— Excerpt —
--*--

[lbo-talk] 300, 000 demonstrators, stretching to 10 blocks, in NYC

Jerry Monaco monacojerry at gmail.com
Mon May 1 06:25:10 PDT 2006


On 4/30/06, Chuck Grimes <cgrimes at rawbw.com> wrote:
>
>
>
> At this point, it seems to me much more important to construct a left
> narrative that gives solidarity to the immigrant marches, and helps to
> link up immigrant identity with concrete and radical overhauls of
> labor relations. Viva la raza only goes so far.


Is this a plea for exclusivity?  Old slogans: An injury to one is an injury
to all! I know that you agree with this.

Of course shouldn't we ignore the fact that one of the reasons for
immigration to the U.S. in the first place is that it is the imperial
metropolis and that millions of people are being harmed and thousands of
people slaughtered from peasants in Columbia to the slums of Haiti, from the
middle east to the far east?  I suppose that your choice is a matter of
relative importance.  But if the anti-war movement in particular and
anti-imperialist and solidarity movements in general, are not in favor full
citizenship rights for immigrants, and are not in favor of more power to
working class organizations then we who see the connections are not doing
our jobs.  Similarly, if the immigrants rights movement are not for workers
power in the U.S. and are not anti-war and anti-imperialist then the
connections are not being drawn. Personally, I am for full citizenship
rights to all people who work in the U.S.  But oppression of immigrants at
home and political and economic domination abroad are essentially the same
issue and have the same roots.

--*--

— Extracted entries —
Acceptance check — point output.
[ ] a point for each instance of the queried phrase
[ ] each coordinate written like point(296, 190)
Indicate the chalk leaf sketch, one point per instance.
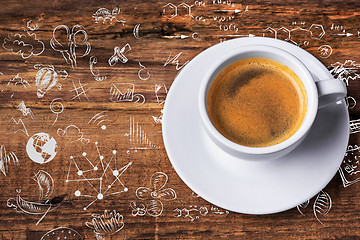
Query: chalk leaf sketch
point(105, 15)
point(347, 71)
point(154, 195)
point(70, 43)
point(175, 60)
point(99, 176)
point(26, 44)
point(95, 72)
point(25, 110)
point(72, 133)
point(119, 55)
point(350, 167)
point(47, 78)
point(138, 138)
point(62, 233)
point(41, 148)
point(6, 159)
point(106, 224)
point(124, 92)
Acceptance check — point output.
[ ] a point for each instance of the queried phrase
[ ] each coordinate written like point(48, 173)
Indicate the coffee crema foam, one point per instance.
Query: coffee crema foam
point(257, 102)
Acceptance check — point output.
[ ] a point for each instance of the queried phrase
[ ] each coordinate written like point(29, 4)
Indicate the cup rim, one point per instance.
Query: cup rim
point(306, 78)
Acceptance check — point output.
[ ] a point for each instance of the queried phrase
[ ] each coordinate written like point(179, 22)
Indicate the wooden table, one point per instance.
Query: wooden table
point(64, 65)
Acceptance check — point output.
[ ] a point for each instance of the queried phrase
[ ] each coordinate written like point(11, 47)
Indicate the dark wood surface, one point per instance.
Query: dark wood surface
point(160, 38)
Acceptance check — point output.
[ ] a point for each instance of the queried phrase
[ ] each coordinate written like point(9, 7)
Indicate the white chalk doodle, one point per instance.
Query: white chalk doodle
point(102, 175)
point(153, 195)
point(175, 60)
point(26, 44)
point(124, 92)
point(106, 224)
point(47, 78)
point(57, 108)
point(41, 148)
point(6, 159)
point(79, 91)
point(72, 133)
point(19, 126)
point(119, 55)
point(69, 45)
point(95, 72)
point(99, 119)
point(62, 233)
point(105, 15)
point(143, 73)
point(25, 110)
point(137, 137)
point(346, 72)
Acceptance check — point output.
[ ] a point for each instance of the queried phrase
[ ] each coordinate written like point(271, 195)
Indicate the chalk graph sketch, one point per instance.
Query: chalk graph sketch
point(44, 204)
point(138, 138)
point(105, 15)
point(65, 41)
point(124, 92)
point(98, 176)
point(106, 224)
point(47, 78)
point(62, 233)
point(153, 196)
point(7, 159)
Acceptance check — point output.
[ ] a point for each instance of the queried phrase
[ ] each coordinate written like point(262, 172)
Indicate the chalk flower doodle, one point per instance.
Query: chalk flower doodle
point(26, 44)
point(106, 224)
point(70, 43)
point(104, 15)
point(47, 78)
point(157, 192)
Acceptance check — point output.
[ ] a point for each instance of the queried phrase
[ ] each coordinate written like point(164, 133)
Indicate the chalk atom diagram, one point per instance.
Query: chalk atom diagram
point(98, 177)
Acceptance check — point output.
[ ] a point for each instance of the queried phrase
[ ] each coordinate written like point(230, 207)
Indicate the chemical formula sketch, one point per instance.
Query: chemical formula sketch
point(138, 138)
point(65, 41)
point(124, 92)
point(101, 173)
point(106, 224)
point(153, 206)
point(47, 77)
point(105, 15)
point(7, 159)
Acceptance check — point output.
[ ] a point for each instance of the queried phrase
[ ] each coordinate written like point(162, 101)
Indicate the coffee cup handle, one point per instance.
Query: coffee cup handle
point(330, 90)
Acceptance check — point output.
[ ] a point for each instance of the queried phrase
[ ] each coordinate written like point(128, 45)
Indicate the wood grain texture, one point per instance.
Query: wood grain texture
point(159, 38)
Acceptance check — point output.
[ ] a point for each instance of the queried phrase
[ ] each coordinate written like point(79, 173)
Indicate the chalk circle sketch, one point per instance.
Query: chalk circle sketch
point(57, 108)
point(72, 133)
point(106, 224)
point(324, 51)
point(62, 233)
point(124, 92)
point(70, 42)
point(6, 159)
point(26, 44)
point(95, 72)
point(119, 55)
point(104, 15)
point(143, 73)
point(47, 78)
point(41, 148)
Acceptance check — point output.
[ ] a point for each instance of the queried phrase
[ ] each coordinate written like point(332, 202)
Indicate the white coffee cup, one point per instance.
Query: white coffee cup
point(319, 94)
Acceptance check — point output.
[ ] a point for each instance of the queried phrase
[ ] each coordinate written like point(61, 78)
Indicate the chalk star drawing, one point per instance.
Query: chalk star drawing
point(102, 174)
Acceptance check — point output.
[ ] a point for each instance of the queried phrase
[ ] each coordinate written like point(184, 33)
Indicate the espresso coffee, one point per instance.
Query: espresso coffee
point(257, 102)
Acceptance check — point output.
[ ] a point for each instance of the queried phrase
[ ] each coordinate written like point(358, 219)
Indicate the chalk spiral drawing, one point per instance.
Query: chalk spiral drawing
point(70, 46)
point(102, 174)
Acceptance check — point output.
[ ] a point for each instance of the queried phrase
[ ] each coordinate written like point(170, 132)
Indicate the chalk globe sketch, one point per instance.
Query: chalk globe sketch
point(41, 148)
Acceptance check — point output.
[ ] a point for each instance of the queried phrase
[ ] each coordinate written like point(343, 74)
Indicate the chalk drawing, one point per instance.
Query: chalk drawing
point(41, 148)
point(69, 45)
point(102, 174)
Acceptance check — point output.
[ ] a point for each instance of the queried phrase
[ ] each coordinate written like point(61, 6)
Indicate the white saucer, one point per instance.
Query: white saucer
point(237, 185)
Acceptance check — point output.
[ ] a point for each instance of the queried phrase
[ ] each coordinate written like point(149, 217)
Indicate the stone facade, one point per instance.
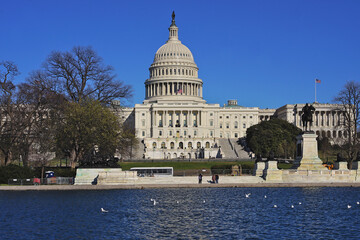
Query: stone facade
point(174, 121)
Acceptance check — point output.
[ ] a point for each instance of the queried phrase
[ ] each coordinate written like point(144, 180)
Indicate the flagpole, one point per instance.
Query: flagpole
point(315, 89)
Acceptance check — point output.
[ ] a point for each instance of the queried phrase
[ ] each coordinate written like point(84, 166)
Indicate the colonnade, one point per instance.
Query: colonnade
point(173, 88)
point(322, 119)
point(165, 71)
point(176, 118)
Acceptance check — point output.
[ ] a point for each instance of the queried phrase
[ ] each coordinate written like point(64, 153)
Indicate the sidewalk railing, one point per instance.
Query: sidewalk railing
point(42, 181)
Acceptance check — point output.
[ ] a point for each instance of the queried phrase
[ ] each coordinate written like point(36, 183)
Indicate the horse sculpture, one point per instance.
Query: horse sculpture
point(307, 117)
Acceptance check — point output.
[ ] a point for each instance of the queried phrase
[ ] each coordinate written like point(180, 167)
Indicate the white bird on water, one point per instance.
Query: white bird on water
point(103, 210)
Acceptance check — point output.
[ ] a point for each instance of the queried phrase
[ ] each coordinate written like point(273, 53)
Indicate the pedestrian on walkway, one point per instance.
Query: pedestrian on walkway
point(200, 178)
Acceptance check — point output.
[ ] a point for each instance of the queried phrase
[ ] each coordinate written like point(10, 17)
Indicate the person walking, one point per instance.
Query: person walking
point(216, 178)
point(200, 178)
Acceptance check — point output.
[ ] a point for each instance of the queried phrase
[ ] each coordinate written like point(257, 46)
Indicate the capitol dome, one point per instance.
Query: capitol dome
point(173, 73)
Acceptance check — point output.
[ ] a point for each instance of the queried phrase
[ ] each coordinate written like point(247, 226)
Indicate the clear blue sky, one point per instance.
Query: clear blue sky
point(265, 53)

--*--

— What to do —
a) Copy the records verbatim, from the start of the records through the line containing "point(306, 78)", without the pictures.
b) Pick up the mailing-list reply about immigrant rights and anti-war organizing after its final sentence and carry it forward.

— Responses —
a)
Acceptance check — point output.
[ ] a point for each instance of the queried phrase
[ ] each coordinate written like point(296, 190)
Indicate the chalk leaf sketch, one point per instance.
Query: chalk leaf sketch
point(105, 15)
point(347, 71)
point(154, 195)
point(70, 43)
point(175, 60)
point(99, 176)
point(26, 44)
point(95, 72)
point(25, 110)
point(72, 133)
point(119, 55)
point(350, 167)
point(47, 78)
point(138, 138)
point(62, 233)
point(41, 148)
point(6, 159)
point(106, 224)
point(124, 92)
Acceptance check — point output.
[ ] a point for each instance of the queried phrase
[ ] each coordinate written like point(48, 173)
Indicate the coffee crema foam, one point per instance.
Query: coffee crema foam
point(257, 102)
Acceptance check — point output.
[ ] a point for each instance of the queried phrase
[ ] each coordinate written like point(29, 4)
Indicate the cup rim, one point per instance.
Query: cup rim
point(306, 78)

b)
Unfortunately both the immigrant rights leadership and the anti-war movement
leadership spend most of their time catering to various reactionary forces
of the democratic party to draw the connections that must be drawn if
solidarity is going to cast a wide net.

Jerry Monaco gave me a moderate amount of shit for dismissing the great
> white masses. Fair enough. I think they are dead meat, and nothing
> will revive them.


I don't even know what such unhelpful, racial phrases mean! "dead meat",
great white masses?  Criticism of the political orientation of the anti-war
movement would soon reveal that the immigrants rights movement has the same
orientation.  (See below.)

But the economic and discriminatory crush of the USG and its corporate
> elite on Mexican Americans and their undocumented cousins is an all
> together different equation. We (mostly white lefties) keep whining
> about the lack of solidarity with the working class. Well, here is a
> working class movement, par excellance. Except, it is clothed in an
> immigrant identity movement.


Unfortunately so many working class movements in the U.S. have been clothed
in ethnic and racial identity politics.  This is something to some degree
must be fought against.

Now is certainly the time to `see' this national working class
> movement in Marxist terms of labor, capital, neoliberalism,
> globalization and to see it as a potentially radical force. Latin
> America is ripe with sources for a radicalization of the US bound
> Latino.


Agreed to some extent.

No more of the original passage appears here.